*Task statement:* Reproduce each of the lines word for word.

Data items:
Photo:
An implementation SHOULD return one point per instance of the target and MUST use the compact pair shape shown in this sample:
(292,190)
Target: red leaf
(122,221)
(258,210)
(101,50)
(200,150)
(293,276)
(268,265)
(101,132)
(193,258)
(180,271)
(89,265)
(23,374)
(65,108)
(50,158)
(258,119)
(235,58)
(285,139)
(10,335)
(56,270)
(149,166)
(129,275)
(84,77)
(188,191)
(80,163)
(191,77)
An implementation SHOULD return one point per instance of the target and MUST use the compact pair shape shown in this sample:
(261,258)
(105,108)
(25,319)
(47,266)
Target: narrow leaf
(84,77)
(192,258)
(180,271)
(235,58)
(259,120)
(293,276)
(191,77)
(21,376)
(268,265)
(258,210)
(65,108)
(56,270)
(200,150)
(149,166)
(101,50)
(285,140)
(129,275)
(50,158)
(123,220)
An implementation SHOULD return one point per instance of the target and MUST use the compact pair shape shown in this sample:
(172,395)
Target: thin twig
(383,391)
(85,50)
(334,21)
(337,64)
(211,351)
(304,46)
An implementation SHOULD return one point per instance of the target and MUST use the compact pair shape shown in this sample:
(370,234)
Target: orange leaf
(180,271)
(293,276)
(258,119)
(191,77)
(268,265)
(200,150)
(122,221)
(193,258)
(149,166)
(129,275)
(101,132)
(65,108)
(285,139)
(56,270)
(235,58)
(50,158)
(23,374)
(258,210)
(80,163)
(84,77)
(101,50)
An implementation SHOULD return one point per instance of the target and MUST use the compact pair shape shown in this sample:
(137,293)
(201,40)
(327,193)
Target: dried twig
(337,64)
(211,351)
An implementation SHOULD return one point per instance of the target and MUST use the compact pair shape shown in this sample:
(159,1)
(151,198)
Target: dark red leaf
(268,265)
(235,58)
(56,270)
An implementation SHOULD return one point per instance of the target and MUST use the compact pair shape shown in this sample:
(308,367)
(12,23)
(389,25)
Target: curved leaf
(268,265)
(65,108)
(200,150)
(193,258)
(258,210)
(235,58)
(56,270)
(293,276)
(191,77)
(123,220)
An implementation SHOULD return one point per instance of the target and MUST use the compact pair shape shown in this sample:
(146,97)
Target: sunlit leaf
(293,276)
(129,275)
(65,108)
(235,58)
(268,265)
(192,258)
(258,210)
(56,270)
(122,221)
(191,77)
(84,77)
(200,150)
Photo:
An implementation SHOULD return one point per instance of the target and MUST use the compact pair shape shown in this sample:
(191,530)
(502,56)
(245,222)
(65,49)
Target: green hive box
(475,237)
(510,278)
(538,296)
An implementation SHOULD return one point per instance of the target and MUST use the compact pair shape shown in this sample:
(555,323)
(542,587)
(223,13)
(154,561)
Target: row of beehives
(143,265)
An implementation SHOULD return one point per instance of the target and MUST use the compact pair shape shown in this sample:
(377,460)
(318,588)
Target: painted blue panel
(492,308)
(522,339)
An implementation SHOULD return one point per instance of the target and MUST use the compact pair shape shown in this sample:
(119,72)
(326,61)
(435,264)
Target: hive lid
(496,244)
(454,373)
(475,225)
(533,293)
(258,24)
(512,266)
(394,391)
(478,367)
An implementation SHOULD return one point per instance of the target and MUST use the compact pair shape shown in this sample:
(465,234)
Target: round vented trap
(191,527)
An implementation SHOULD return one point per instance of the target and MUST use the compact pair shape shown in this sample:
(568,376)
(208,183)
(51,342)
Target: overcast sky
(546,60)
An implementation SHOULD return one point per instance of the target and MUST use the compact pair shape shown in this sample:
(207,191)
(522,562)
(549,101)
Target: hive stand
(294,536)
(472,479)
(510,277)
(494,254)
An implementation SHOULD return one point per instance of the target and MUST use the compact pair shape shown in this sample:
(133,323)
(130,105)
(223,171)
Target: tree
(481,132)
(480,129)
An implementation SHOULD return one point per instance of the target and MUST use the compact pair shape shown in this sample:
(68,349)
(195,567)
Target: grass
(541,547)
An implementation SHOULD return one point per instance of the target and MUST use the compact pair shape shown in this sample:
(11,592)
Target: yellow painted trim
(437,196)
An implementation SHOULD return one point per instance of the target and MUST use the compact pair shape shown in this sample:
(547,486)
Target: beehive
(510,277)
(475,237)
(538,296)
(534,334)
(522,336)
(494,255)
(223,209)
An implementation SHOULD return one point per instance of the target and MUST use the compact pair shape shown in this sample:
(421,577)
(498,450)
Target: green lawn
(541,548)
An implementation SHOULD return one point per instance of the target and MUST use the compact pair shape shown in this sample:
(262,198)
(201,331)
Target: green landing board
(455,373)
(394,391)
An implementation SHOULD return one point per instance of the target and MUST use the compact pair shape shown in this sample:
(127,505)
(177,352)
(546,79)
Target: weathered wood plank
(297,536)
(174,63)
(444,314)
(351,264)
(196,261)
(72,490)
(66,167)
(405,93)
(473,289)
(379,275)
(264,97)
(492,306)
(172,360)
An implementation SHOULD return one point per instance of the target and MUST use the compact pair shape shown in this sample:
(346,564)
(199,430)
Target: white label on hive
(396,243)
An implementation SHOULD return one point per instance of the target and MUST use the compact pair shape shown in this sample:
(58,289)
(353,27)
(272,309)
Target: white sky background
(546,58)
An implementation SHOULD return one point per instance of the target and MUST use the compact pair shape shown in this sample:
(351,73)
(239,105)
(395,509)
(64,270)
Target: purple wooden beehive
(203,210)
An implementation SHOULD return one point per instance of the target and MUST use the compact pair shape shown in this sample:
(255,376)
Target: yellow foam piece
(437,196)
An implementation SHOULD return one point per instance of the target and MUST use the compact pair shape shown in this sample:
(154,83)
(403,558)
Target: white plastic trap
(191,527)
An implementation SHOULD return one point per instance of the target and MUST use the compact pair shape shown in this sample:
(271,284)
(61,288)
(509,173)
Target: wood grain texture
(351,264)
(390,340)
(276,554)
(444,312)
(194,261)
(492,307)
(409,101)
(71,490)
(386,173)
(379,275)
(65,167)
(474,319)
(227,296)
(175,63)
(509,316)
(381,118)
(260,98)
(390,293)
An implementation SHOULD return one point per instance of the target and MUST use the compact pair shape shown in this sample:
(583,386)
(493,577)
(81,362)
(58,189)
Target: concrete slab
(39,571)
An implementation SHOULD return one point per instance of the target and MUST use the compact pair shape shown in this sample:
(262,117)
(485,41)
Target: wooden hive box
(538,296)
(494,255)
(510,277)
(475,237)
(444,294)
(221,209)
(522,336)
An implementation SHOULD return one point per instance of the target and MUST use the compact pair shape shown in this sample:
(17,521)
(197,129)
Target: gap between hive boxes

*Result of the exercise:*
Photo:
An implementation SHOULD return one point per instance of the target and MUST use the compact pair shape shown in this sample:
(292,190)
Target: red leaf
(122,221)
(258,210)
(101,50)
(200,150)
(293,276)
(268,265)
(101,132)
(193,258)
(180,271)
(89,265)
(23,374)
(65,108)
(50,158)
(258,119)
(235,58)
(285,139)
(10,335)
(56,270)
(149,166)
(129,275)
(84,77)
(188,191)
(80,163)
(191,77)
An implementation SHOULD return one point per instance of the target and MUST use the compact pair shape shown in this sample:
(261,258)
(105,108)
(25,319)
(47,266)
Target: narrow leaf
(84,77)
(192,258)
(180,271)
(235,58)
(259,120)
(293,276)
(191,77)
(21,376)
(268,265)
(258,210)
(65,108)
(56,270)
(200,150)
(149,166)
(101,50)
(285,140)
(129,275)
(50,158)
(123,220)
An implementation SHOULD return one point per instance of the target and MUST use the compact pair shape shown in this sample:
(172,395)
Target: thin twig
(383,391)
(85,50)
(334,21)
(337,64)
(211,351)
(304,46)
An implementation SHOULD return one point per instance of the target and MUST use the compact pair shape shown in this sample:
(370,234)
Target: orange leaf
(180,271)
(293,276)
(258,119)
(191,77)
(268,265)
(200,150)
(122,221)
(193,258)
(149,166)
(129,275)
(101,132)
(65,108)
(285,139)
(56,270)
(235,58)
(50,158)
(23,374)
(258,210)
(80,163)
(84,77)
(101,50)
An implementation SHOULD return one point per instance of the target and MUST use the compact pair shape shown in this sample:
(137,293)
(201,40)
(327,193)
Target: dried twig
(337,64)
(211,351)
An implementation SHOULD return one point per instance of the target and MUST use the compact pair shape shown in this sample:
(159,1)
(151,198)
Target: dark red leaf
(268,265)
(235,58)
(56,270)
An implementation SHOULD return one point per instance of the target and MUST use the compact pair shape shown in this sample:
(308,367)
(12,23)
(389,25)
Target: curved leaf
(268,265)
(65,108)
(200,150)
(193,258)
(258,210)
(235,58)
(56,270)
(293,276)
(191,77)
(123,220)
An implementation SHOULD return one point per instance of the target and MUST use the compact pair shape shown in this sample:
(146,97)
Target: sunlit leaf
(293,276)
(129,275)
(65,108)
(235,58)
(268,265)
(192,258)
(258,210)
(56,270)
(122,221)
(191,77)
(84,77)
(200,150)
Photo:
An implementation SHOULD return one point per instance of the target and MUST use the compact pair shape shown in this sample:
(191,530)
(502,56)
(245,222)
(65,49)
Target: green hive box
(475,237)
(510,278)
(538,296)
An implementation SHOULD return one point per instance of the target and MUST use the compact pair shape shown in this sample:
(555,323)
(542,587)
(223,13)
(154,561)
Target: row of beehives
(143,265)
An implementation SHOULD return one point per instance of the target and MUST use the compact pair shape shown in this sample:
(377,460)
(318,588)
Target: painted blue panel
(492,308)
(522,339)
An implementation SHOULD return one point per instance of the target and MUST use the compact pair shape shown in this sample:
(119,72)
(326,61)
(435,264)
Target: hive lid
(496,244)
(454,373)
(475,225)
(533,293)
(258,24)
(512,266)
(394,391)
(478,367)
An implementation SHOULD return one point per instance of the target and MUST use the compact pair shape shown in this sample:
(465,234)
Target: round vented trap
(191,527)
An implementation SHOULD return one point per instance of the target and MUST use the compact pair shape shown in this sample:
(568,376)
(208,183)
(51,342)
Target: overcast sky
(546,60)
An implementation SHOULD return one point per instance of the target and MUST use the compact pair shape shown in this sample:
(207,191)
(522,562)
(549,101)
Target: hive stand
(294,536)
(472,479)
(510,277)
(494,254)
An implementation SHOULD return one point per instance of the target and MUST use the compact pair shape shown in this sample:
(133,323)
(130,105)
(223,171)
Target: tree
(481,132)
(480,129)
An implementation SHOULD return one point per instance of the target and MUST use the compact pair shape shown in this sample:
(68,349)
(195,567)
Target: grass
(541,547)
An implementation SHOULD return one point per instance of the target and MUST use the compact pair shape shown in this sample:
(11,592)
Target: yellow painted trim
(437,196)
An implementation SHOULD return one point per instance of the target and MUST use the compact pair shape shown in this sample:
(547,486)
Target: beehive
(510,277)
(475,237)
(538,296)
(534,334)
(522,336)
(494,255)
(223,209)
An implementation SHOULD return one point per instance of the target and MUST use the compact pair shape shown in this sample:
(421,577)
(498,450)
Target: green lawn
(541,548)
An implementation SHOULD return one point per instance of the target and MUST use the compact pair shape shown in this sample:
(262,198)
(201,331)
Target: green landing board
(455,373)
(394,391)
An implementation SHOULD return one point per instance of the target and MUST use the compact pair shape shown in this sample:
(127,505)
(177,352)
(546,79)
Target: weathered wood plank
(297,536)
(174,63)
(444,314)
(351,264)
(196,261)
(72,490)
(66,167)
(405,93)
(473,289)
(379,275)
(264,97)
(492,306)
(172,360)
An implementation SHOULD return one point per instance of the target and MUST use the compact pair shape shown in this sample:
(346,564)
(199,430)
Target: white label on hive
(396,243)
An implementation SHOULD return one point per instance of the target and MUST use the compact pair shape shown in this sample:
(58,289)
(353,27)
(272,309)
Target: white sky background
(546,58)
An implementation SHOULD return one point per instance of the target and MUST use the compact pair shape shown in this sample:
(351,73)
(239,105)
(395,509)
(64,270)
Target: purple wooden beehive
(203,210)
An implementation SHOULD return one point per instance of the target and MUST use the compact pair shape shown in this sample:
(255,376)
Target: yellow foam piece
(437,196)
An implementation SHOULD return one point per instance of the target and MUST use the compact pair shape shown in this sample:
(154,83)
(403,558)
Target: white plastic trap
(191,527)
An implementation SHOULD return one point per instance of the target and MUST use the compact pair shape shown in this sample:
(271,284)
(61,288)
(509,173)
Target: wood grain texture
(351,264)
(390,340)
(276,554)
(444,312)
(194,261)
(492,307)
(409,101)
(71,490)
(386,173)
(379,275)
(65,167)
(474,319)
(227,296)
(175,63)
(509,316)
(381,118)
(260,98)
(390,293)
An implementation SHOULD return one point per instance of the target and MUST use the compact pair shape shown in this sample:
(583,386)
(493,577)
(81,362)
(58,189)
Target: concrete slab
(39,571)
An implementation SHOULD return one point per instance of the target and MUST use the compact pair shape shown in this sample:
(262,117)
(485,41)
Target: wooden hive box
(538,296)
(494,255)
(510,277)
(475,237)
(444,294)
(221,209)
(522,336)
An implementation SHOULD return one point per instance of the target and MUST use the compact pair shape shown in this sample:
(17,521)
(197,129)
Target: gap between hive boxes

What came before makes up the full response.